* [EXERCISE MATERIALS]
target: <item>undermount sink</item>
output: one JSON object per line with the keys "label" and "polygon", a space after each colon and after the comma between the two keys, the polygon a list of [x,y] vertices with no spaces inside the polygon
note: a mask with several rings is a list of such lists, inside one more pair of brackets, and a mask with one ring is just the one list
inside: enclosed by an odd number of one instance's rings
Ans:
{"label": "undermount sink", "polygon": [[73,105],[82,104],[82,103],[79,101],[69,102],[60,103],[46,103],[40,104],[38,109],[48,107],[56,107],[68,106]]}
---
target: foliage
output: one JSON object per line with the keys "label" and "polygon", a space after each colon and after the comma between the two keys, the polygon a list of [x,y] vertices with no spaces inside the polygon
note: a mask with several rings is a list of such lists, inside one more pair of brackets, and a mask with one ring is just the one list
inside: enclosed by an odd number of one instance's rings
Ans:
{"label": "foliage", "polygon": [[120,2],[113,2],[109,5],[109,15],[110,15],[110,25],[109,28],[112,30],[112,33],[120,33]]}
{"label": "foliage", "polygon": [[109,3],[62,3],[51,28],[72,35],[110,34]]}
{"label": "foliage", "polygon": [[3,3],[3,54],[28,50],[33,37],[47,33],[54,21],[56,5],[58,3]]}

* [WHAT THIS TASK INVOLVES]
From the data above, copy every line that contains the string "label", treating uppercase and lowercase letters as different.

* [FULL OUTPUT]
output: one JSON object per line with the keys "label" and "polygon", a space after each colon and after the comma between the two keys, the polygon a list of [x,y] vertices with no spaces inside the polygon
{"label": "undermount sink", "polygon": [[73,105],[82,104],[82,103],[79,101],[69,102],[60,103],[46,103],[40,104],[38,109],[48,107],[56,107],[68,106]]}
output: one JSON object per line with the keys "label" and "polygon", a space after each colon and after the comma between the two keys, the polygon a list of [x,y] vertices with no spaces inside the polygon
{"label": "foliage", "polygon": [[120,2],[113,2],[109,5],[109,15],[110,15],[110,25],[109,28],[112,30],[112,33],[120,33]]}
{"label": "foliage", "polygon": [[109,3],[62,3],[51,28],[72,35],[110,34]]}
{"label": "foliage", "polygon": [[3,3],[3,54],[28,50],[33,37],[47,33],[54,21],[56,5],[58,3]]}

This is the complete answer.